[Items from a labeling collection]

---

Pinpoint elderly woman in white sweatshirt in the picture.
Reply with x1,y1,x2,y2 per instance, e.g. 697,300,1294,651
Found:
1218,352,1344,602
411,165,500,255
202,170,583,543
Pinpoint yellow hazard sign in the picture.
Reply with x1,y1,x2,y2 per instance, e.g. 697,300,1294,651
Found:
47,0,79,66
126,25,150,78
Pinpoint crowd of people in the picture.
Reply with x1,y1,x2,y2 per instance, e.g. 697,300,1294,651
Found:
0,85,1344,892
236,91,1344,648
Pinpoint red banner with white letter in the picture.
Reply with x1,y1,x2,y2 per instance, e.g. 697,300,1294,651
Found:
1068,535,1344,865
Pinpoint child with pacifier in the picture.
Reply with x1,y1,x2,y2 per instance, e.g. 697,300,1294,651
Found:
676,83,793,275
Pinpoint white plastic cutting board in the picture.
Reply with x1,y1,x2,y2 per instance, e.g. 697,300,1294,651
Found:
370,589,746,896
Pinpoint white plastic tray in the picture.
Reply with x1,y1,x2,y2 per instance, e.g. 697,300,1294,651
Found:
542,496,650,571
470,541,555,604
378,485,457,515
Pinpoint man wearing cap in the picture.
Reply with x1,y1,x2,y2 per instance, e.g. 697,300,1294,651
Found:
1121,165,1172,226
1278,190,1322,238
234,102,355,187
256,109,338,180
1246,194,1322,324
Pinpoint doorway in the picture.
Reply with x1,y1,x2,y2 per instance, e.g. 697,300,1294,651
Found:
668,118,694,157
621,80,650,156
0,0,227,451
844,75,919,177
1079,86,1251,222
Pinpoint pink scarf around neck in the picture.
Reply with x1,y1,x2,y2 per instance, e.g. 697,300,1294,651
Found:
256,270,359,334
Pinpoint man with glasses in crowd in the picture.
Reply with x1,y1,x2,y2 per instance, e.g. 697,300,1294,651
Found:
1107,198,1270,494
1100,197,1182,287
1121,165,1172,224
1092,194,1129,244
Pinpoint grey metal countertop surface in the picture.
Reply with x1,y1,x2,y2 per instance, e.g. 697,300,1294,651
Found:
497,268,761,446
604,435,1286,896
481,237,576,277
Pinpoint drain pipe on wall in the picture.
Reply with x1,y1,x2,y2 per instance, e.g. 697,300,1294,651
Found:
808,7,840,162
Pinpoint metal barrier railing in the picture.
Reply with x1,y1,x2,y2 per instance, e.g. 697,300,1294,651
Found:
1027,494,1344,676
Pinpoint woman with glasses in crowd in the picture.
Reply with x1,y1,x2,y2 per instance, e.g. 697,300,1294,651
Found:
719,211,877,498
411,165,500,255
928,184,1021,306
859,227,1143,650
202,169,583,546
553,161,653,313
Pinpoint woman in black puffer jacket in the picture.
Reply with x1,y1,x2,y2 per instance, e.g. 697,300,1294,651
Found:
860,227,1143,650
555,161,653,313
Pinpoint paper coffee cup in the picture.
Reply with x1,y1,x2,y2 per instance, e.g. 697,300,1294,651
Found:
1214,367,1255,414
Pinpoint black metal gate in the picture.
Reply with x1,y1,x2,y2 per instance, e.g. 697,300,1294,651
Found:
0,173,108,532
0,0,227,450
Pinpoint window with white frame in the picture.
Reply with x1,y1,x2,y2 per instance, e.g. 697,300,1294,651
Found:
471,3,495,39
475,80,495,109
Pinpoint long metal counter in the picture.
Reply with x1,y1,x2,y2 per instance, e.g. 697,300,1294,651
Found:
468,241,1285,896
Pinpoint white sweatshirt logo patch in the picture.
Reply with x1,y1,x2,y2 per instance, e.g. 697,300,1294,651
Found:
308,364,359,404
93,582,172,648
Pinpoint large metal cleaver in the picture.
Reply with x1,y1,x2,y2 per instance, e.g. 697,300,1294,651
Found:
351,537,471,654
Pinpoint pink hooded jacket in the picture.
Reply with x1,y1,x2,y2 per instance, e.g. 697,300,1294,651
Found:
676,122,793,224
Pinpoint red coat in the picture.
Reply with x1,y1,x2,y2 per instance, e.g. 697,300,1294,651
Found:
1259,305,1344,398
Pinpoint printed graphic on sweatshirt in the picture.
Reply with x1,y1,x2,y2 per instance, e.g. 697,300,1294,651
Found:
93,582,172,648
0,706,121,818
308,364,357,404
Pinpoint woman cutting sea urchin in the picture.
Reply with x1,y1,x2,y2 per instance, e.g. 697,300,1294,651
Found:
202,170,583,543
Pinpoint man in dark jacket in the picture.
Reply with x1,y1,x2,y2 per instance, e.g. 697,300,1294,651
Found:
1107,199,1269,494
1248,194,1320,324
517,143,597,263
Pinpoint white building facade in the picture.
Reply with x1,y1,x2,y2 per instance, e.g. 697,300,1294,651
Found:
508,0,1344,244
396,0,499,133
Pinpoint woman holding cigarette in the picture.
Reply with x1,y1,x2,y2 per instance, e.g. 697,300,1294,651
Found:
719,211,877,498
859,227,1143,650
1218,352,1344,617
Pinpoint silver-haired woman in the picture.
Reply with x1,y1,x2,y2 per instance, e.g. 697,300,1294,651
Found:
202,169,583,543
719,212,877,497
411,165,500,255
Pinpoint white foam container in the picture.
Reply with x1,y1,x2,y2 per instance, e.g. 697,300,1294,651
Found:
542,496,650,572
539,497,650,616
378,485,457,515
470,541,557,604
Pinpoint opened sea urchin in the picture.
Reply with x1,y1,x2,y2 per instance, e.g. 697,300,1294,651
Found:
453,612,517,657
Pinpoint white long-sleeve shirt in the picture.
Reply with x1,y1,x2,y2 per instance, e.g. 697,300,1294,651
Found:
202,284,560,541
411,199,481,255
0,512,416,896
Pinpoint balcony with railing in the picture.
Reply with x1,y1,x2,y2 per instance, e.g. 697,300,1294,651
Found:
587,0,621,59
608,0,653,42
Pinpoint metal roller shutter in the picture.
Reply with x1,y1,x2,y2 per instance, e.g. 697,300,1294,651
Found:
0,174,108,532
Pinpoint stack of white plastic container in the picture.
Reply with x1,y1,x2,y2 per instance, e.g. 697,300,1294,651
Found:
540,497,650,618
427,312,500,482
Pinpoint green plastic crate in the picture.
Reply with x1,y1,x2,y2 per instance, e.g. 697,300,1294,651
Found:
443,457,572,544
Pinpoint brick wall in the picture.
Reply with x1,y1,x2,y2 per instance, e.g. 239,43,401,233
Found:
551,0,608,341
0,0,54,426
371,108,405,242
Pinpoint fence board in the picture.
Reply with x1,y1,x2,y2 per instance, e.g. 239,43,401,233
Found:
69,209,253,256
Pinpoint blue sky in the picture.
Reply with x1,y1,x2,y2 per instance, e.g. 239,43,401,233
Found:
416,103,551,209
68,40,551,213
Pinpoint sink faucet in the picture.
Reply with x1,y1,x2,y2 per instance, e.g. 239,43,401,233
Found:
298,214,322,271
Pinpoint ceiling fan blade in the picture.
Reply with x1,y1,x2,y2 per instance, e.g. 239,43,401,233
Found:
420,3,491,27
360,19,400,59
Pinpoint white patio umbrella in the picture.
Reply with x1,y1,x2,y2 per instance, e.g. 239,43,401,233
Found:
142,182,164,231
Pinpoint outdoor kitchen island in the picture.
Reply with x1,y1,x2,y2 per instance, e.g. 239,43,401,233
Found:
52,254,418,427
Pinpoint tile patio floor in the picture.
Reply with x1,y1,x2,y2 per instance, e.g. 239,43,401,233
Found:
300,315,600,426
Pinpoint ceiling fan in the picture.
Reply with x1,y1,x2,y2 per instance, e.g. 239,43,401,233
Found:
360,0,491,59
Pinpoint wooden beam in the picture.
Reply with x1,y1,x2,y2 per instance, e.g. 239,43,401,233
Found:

---

_The exercise_
Copy every item above word for word, from the first line through the last.

_Expected output_
Pinpoint elderly woman in white sweatshirt in the picture.
Reply with x1,y1,x2,y2 per instance, e.g. 697,300,1294,651
Found:
1218,352,1344,602
411,165,500,255
202,170,583,543
Pinpoint yellow hazard sign in the picture.
Reply with x1,y1,x2,y2 per instance, e.g. 697,300,1294,651
Found:
47,0,79,66
126,25,150,78
Pinpoint crowd of people in the picture.
Reply with x1,y1,x2,y2 per instance, e.g. 697,300,1294,651
Found:
0,85,1344,892
236,91,1344,648
Pinpoint red banner with white letter in the picture.
Reply with x1,y1,x2,y2 per instance, e.g. 697,300,1294,651
Found:
1068,535,1344,865
Pinpoint child with pacifier in the picture.
Reply with x1,y1,x2,y2 per instance, e.g. 697,300,1294,651
Found:
676,83,793,275
Pinpoint white plastic cutting board in the picture.
Reply with x1,y1,x2,y2 per instance, e.g. 697,300,1294,651
Found:
370,589,746,896
Pinpoint white plastic tray in the picture.
Reply with x1,y1,x2,y2 per instance, e.g. 697,300,1294,651
Found:
542,496,650,571
470,541,555,604
378,485,457,515
Pinpoint man wearing cap in the picture.
Reply with x1,y1,x2,y2 per instance, e.g. 697,300,1294,651
Found:
1121,165,1172,226
1278,190,1322,238
234,102,355,187
256,109,338,180
1246,194,1322,324
Pinpoint doorway in the picture.
Reply with x1,y1,x2,y2 per instance, e.g. 697,300,1294,651
Found:
668,118,694,157
621,80,650,156
0,0,227,451
844,75,919,177
1079,86,1251,222
Pinpoint pink scarf around neck in the picture.
Reply with x1,y1,x2,y2 per instance, e.g. 697,300,1294,651
Found:
256,270,359,334
Pinpoint man with glasses in crowd in the picture.
Reply with x1,y1,x2,y2 per instance, e.g. 697,300,1294,651
Found:
1107,198,1270,494
1100,197,1182,287
1121,165,1172,224
1092,194,1129,244
Pinpoint grey metal countertop surface in the picture.
Reply with x1,y1,x2,y2 per instance, e.g. 697,300,1294,651
Found:
497,268,761,446
604,435,1286,896
481,237,576,277
Pinpoint drain pipe on wall in the picture.
Reply with x1,y1,x2,y2 per instance, e.g. 697,300,1294,651
Found:
808,7,840,162
Pinpoint metal barrier railing in the picture.
Reply with x1,y1,x2,y2 per instance, e.g. 697,300,1294,651
Found:
1027,494,1344,676
Pinpoint woman with glasses in crowd in the picture.
Reply with x1,y1,x2,y2 per instance, e.g. 697,300,1294,651
Found:
719,211,877,498
411,165,500,255
928,184,1021,306
859,227,1143,650
202,169,583,546
553,161,653,313
Pinpoint woman in black puffer jacket in the picture.
Reply with x1,y1,x2,y2 per instance, e.g. 697,300,1294,651
Found:
860,227,1143,650
555,161,653,313
Pinpoint paper coffee cup in the picture.
Reply with x1,y1,x2,y2 per instance, e.g. 697,300,1294,651
Found:
1214,367,1255,414
Pinpoint black metal gate in the picture.
Reply with x1,y1,x2,y2 per instance, e.g. 697,300,1294,651
Found:
0,173,108,532
0,0,227,450
Pinpoint window with white frame in the picture.
Reply with x1,y1,x2,y2 per instance, e.g. 697,300,1294,651
Found:
471,3,495,39
475,80,495,109
Pinpoint long metal counter in the picture.
Reply with x1,y1,x2,y2 per instance, e.g. 697,300,1294,651
Found:
468,241,1285,896
Pinpoint white sweatshirt logo patch in the picture.
Reply with x1,y1,x2,y2 per instance, e.g. 697,300,1294,651
Found:
308,364,359,404
93,582,172,648
Pinpoint large metal cleaver in the picture.
Reply with x1,y1,x2,y2 per instance, e.g. 697,300,1294,651
Found:
351,537,471,654
Pinpoint pink hooded jacket in the picture.
Reply with x1,y1,x2,y2 per instance, e.g. 697,300,1294,651
Found:
676,122,793,224
Pinpoint red coat in the picture.
Reply with x1,y1,x2,y2 per instance, e.g. 697,300,1294,651
Found:
1259,305,1344,398
Pinpoint printed graphic on sweatshirt in the picture.
Reply with x1,y1,x2,y2 per instance, e.g. 697,300,1294,651
Found:
93,582,172,648
0,706,121,818
308,364,357,404
Pinpoint woman cutting sea urchin in the picture.
Reply with x1,y1,x2,y2 per instance, e.g. 697,300,1294,651
Found:
202,170,583,543
Pinpoint man in dark jacket in the picture.
Reply with x1,y1,x2,y2 per instance, e.g. 697,300,1294,651
Found:
1107,199,1269,494
1248,194,1320,324
517,143,597,263
Pinpoint white building facade in the picture.
Reply with x1,y1,x2,y2 per instance, e.g. 697,300,1294,651
Found:
508,0,1344,244
396,0,499,133
Pinpoint woman holding cigarette in the picture.
Reply with x1,y1,x2,y2 per instance, e.g. 697,300,1294,651
Found:
719,211,877,498
859,227,1143,650
1218,352,1344,617
Pinpoint silver-haired woman in the picture.
Reply with x1,y1,x2,y2 per instance, e.g. 697,300,1294,651
Found:
202,169,583,543
719,212,877,497
411,165,500,255
Pinpoint white foam container in the picture.
Reply with x1,y1,x2,y2 per instance, e.g. 697,300,1294,651
Found:
542,496,650,572
539,497,650,616
378,485,457,515
470,541,557,604
Pinpoint opened sea urchin in the picture.
Reply with x1,y1,x2,y2 per instance, e.g. 697,300,1294,651
Found:
453,612,517,657
Pinpoint white long-sleeve shirt in the picture.
Reply with x1,y1,x2,y2 per instance, e.g. 697,300,1294,651
Found:
202,284,560,541
411,199,481,255
0,512,416,896
Pinpoint balcony with railing in the picture.
Reply with x1,y1,x2,y2 per instance, e.g. 697,300,1294,651
Found:
587,0,621,59
608,0,653,42
Pinpoint metal roller shutter in the picture.
Reply with x1,y1,x2,y2 per instance, e.g. 697,300,1294,651
Found:
0,174,108,532
Pinpoint stack of white plastic container in the picture.
Reply with x1,y1,x2,y2 per instance, e.g. 697,300,1294,651
Found:
540,497,650,618
427,312,500,482
Pinpoint green plastic crate in the picture.
Reply with x1,y1,x2,y2 per instance, e.g. 697,300,1294,651
Found:
443,457,572,544
Pinpoint brick wall in the picture.
Reply with x1,y1,x2,y2 per instance, e.g. 239,43,401,233
Found:
551,0,608,341
0,0,54,426
371,108,405,242
Pinpoint fence board in the picture.
Reply with x1,y1,x2,y2 per instance, e.g. 239,43,401,233
Found:
69,209,253,256
Pinpoint blue sky in the picture.
Reply with x1,y1,x2,y2 per instance, e.g. 239,43,401,233
Found:
416,103,551,209
68,40,551,213
Pinpoint sink faucet in the picture.
Reply with x1,y1,x2,y2 per instance, e.g. 239,43,401,233
Found:
298,214,322,271
Pinpoint ceiling fan blade in the picture.
Reply with x1,y1,x2,y2 per instance, e.g. 239,43,401,233
Found:
420,3,491,27
360,19,400,59
Pinpoint white patio umbrella in the picture.
Reply with x1,y1,x2,y2 per instance, e.g. 239,43,401,233
Found:
142,182,164,231
Pinpoint outdoor kitchen island in the picture.
Reply with x1,y1,x2,y2 per instance, e.g. 239,43,401,233
Found:
52,254,418,427
Pinpoint tile patio floor in the picture.
Reply with x1,y1,x2,y2 per instance, e.g. 239,43,401,233
Found:
300,315,600,426
Pinpoint ceiling fan in the picture.
Reply with x1,y1,x2,y2 per instance, e.g. 239,43,401,233
Found:
360,0,491,59
Pinpoint wooden beam in the picture.
Reply with x1,y1,x2,y2 per instance, e.g. 239,43,401,233
Found:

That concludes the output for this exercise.